• _SELECTED EXTRACT_:
====================
If a parcel is brought to your door by TNT in western Europe, it’s highly likely that you’re dealing with a delivery driver employed directly by the Netherlands-based logistics company, currently being acquired by FedEx. If you’re in Kazakhstan, Botswana or Chile, by contrast, they’re more likely to work for one of the company’s 168 or so associates - entirely separate organizations that work exclusively for TNT.
Either way, as a customer, you shouldn’t be able to tell the difference. Delivery drivers working for a TNT associate typically turn up on your doorstep in a TNT-liveried van and wearing the company’s distinctive orange and black uniform. From the customer’s perspective, they are TNT - and they should offer the same standard of service that the company provides through its own direct operations.
The job of making sure that they do falls to Janet Keeling, the company’s global head of associates customer service. A long-term TNT employee, having worked for the company for 25 years, Keeling took up the newly created role in April 2015. She says:
It’s a great challenge and I’m absolutely loving it. But it’s challenging because, until a year ago, there was no central team and associates were managed on a regional basis. This is the first time they’ve been brought together as a global group, managed centrally, with the goal of aligning our focus on their activities and ensuring some kind of connection between all the regions.”
When I started, I had a blank sheet of paper: we didn’t know how many customer services people associates had, what type of activities they did, whether customers were satisfied or not. There was very little visibility. We obviously knew where [associates] were, but the detail was missing. With a blank sheet, you can go in many different directions, but my priority was to find out what customers tend to contact associates about and what we’re doing about it.
====================
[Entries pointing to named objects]

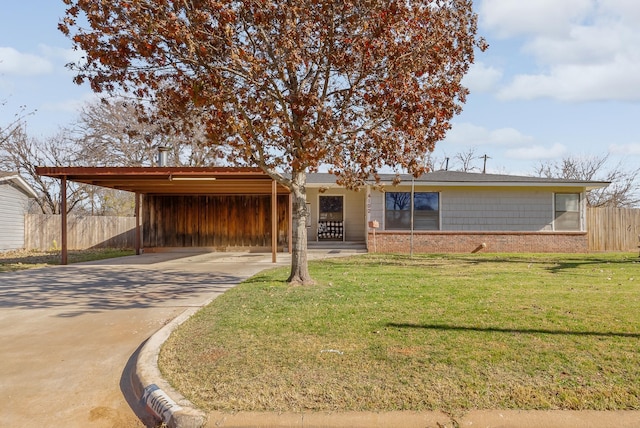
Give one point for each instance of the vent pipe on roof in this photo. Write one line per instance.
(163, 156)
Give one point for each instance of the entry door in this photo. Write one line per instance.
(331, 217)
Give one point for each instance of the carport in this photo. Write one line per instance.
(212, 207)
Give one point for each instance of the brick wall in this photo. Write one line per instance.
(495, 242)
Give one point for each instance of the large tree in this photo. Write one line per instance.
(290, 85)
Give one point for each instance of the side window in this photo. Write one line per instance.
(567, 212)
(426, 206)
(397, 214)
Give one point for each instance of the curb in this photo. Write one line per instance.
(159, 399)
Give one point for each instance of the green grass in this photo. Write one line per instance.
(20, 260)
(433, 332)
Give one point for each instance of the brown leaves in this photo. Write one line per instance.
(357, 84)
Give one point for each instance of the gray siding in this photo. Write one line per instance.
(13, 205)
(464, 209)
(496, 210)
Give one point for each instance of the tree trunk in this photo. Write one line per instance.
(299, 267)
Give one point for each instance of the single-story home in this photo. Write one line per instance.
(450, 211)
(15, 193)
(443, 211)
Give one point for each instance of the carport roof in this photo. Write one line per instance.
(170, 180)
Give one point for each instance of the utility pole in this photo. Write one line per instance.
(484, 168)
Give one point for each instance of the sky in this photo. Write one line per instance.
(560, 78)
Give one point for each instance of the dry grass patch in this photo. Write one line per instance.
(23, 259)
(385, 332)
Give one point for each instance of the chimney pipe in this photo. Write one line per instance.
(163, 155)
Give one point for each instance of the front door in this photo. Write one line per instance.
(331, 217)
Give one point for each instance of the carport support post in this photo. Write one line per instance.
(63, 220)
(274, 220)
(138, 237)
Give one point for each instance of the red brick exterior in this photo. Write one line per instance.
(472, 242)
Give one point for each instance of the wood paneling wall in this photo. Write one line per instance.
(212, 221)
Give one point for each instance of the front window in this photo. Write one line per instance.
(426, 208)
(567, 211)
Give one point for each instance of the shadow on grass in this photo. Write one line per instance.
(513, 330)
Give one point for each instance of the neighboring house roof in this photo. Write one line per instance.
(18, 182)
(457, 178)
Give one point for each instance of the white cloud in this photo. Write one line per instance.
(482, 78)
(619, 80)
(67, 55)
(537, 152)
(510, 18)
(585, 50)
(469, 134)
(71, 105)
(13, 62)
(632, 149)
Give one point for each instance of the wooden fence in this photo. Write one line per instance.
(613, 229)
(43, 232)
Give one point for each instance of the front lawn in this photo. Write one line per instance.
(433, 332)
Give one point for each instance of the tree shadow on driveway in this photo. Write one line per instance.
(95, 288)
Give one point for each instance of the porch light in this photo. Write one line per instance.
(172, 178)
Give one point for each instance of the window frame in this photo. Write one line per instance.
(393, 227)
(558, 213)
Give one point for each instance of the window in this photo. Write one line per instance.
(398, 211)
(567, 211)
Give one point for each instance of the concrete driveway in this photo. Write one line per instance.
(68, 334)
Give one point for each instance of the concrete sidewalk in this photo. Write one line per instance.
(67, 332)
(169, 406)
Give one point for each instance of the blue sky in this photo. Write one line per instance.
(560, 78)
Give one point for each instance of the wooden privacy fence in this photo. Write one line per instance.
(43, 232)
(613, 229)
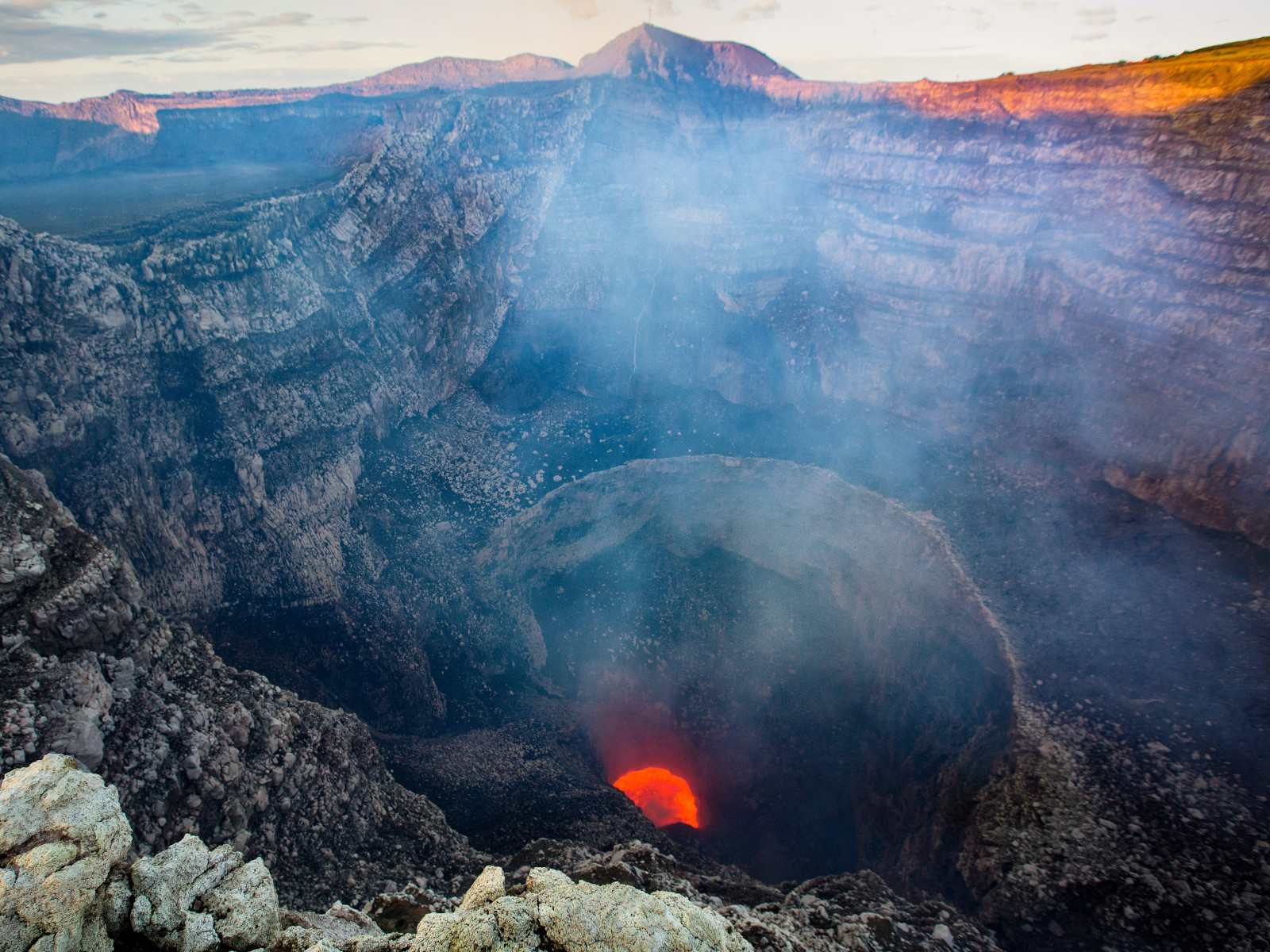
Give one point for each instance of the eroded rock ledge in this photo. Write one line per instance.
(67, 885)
====================
• _TO-DO LIST_:
- a) Reproduce the TNT associates passage word for word, between "When I started, I" and "doing about it.", inclusive.
- b) According to the TNT associates passage, when did Janet Keeling take up the role of global head of associates customer service?
Rely only on the TNT associates passage, not on the material.

• _SOLUTIONS TO THE EXERCISE_:
- a)
When I started, I had a blank sheet of paper: we didn’t know how many customer services people associates had, what type of activities they did, whether customers were satisfied or not. There was very little visibility. We obviously knew where [associates] were, but the detail was missing. With a blank sheet, you can go in many different directions, but my priority was to find out what customers tend to contact associates about and what we’re doing about it.

- b) April 2015